■ TASKS TO PERFORM:
a: List the piano teachers that the Jean Doyen biography names for Doyen.
b: Resume the Jean Doyen biography after its final sentence.

■ TEXT SHOWN:
* * *
= Jean Doyen =

French musician and composer (1907–1982)

Jean Doyen (8 March 1907 – 21 April 1982) was a French classical pianist, pedagogue and composer.

== Biography ==
Jean Doyen was born in Paris on 8 March 1907. He graduated from the Conservatoire de Paris as pianist in 1922. He began learning the instrument with Sophie Chéné (teacher of Blanche Selva), then studied with Louis Diémer (1919) and finally with Marguerite Long. In 1924, he made his solo debut with the Concerts Colonne. He also participated in Jacques Ibert's ballet Les Rencontres, at the Opera Garnier.

In 1926 he worked at the Radiodiffusion Française, but at the same time he returned to the Conservatoire in counterpoint class with Georges Caussade and music composition with Paul Vidal and Henri Büsser.

From 1941 to 1977, he was professor of piano at the Conservatoire de Paris, succeeding Marguerite Long. Among his pupils were İdil Biret, Roger Boutry, Philippe Entremont, Marie-Thérèse Fourneau, Claude Kahn, André Krust, Arthur Moreira Lima, Bernard Job, Dominique Merlet and Chantal Riou.

Doyen is best known for his interpretations of 19th and 20th century French music, notably in the works of Gabriel Pierné, Reynaldo Hahn and Vincent d'Indy and is considered one of the great interpreters of this repertoire and above all, of Maurice Ravel and Gabriel Fauré. He also enjoyed playing Vincent d'Indy's Fantaisie sur un vieil air de ronde française and Samazeuilh's Trois Danses. However, he recorded Chopin's waltzes, and premiered the Variations sur un thème de Don Juan.

As composer, he published one Requiem, a piano concerto, a suite in B, Marine for string quartet and female vocal quartet.
* * *
■ ENTRIES SUPPLIED:
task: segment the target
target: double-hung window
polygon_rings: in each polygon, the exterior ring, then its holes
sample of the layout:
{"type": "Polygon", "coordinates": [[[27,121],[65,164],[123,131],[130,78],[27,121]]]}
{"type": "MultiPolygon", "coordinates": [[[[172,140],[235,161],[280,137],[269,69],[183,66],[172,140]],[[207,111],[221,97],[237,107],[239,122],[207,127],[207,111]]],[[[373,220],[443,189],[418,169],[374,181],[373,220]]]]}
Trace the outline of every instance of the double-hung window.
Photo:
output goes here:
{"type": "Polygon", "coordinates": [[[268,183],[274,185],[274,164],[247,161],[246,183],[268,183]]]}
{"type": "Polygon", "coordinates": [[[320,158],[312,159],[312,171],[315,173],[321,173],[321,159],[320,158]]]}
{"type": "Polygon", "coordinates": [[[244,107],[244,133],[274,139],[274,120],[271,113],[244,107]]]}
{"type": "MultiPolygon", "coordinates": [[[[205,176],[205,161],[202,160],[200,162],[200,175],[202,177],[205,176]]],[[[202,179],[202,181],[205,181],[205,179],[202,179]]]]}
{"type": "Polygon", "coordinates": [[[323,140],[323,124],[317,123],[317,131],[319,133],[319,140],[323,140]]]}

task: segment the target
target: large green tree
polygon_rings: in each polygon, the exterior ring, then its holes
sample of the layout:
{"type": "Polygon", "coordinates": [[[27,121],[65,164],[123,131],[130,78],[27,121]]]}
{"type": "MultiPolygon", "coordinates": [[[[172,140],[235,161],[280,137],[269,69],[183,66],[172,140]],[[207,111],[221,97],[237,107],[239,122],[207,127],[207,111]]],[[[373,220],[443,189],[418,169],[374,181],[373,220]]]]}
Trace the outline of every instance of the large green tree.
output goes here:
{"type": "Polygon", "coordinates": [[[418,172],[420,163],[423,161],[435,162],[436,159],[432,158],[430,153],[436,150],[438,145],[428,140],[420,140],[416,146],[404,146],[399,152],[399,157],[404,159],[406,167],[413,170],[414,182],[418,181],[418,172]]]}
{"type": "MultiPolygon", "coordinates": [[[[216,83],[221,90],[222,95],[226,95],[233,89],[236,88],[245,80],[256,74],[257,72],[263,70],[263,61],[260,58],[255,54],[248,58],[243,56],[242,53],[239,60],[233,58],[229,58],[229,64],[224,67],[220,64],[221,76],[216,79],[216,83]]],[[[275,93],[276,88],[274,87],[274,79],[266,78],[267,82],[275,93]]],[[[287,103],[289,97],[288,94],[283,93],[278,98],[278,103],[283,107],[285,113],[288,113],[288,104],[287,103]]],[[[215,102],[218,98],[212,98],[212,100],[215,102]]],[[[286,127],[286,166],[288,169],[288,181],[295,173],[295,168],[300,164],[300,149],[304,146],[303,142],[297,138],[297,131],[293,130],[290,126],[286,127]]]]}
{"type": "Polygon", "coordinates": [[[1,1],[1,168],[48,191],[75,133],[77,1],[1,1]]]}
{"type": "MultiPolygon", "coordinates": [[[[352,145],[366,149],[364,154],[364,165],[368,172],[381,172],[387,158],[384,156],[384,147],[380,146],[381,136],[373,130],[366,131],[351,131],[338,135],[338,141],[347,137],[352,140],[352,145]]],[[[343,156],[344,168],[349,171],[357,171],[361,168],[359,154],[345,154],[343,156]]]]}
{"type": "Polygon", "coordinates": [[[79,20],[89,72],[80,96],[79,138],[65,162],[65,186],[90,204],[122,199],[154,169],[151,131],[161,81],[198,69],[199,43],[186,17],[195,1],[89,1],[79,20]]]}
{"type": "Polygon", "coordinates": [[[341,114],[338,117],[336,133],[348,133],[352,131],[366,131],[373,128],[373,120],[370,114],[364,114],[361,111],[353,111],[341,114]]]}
* * *
■ ANSWERS PER TASK:
a: Sophie Chéné, Louis Diémer, Marguerite Long

b:
Doyen died in Versailles on 21 April 1982 at the age of 75. His daughter, Geneviève Doyen (1944–2004) was also a pianist. However, there is no relationship with Ginette Doyen (alias Geneviève Fournier, 1921–2002), married to and musical collaborator of violinist Jean Fournier, himself Pierre Fournier's brother.

== Discography ==
- Chopin's 14 waltzes (1956, LP Fontana 700.009 / Philips A77405L)
- Fauré's work for piano (1972, 4CDs Erato)
- Fauré's Piano Quartet No. 2 in G minor, Op. 45 - Trio Pasquier: Jean Pasquier (violin), Étienne Pasquier (cello), Jean Doyen (piano) (1964, Erato)
- Halffter's Rapsodia Portuguesa for piano and orchestra - Jean Doyen (piano); Orchestre du Conservatoire de Paris, conductor Charles Munch (October 1941/March 1942)
- Mozart's Piano Concerto No. 20, Fantasia in D minor K 397 - Orchestre de la Société des concerts du Conservatoire, dir. Charles Munch (23 December 1941 and 2 February 1942, Lys)
- Ravel's piano music, Concertos - Orchestre Lamoureux, dir. Jean Fournet (1954, Philips / 2CDs Accord)

== Bibliography ==
- Vignal, Marcauthor-link=Marc Vignal (2005). "Dictionnaire de la musique"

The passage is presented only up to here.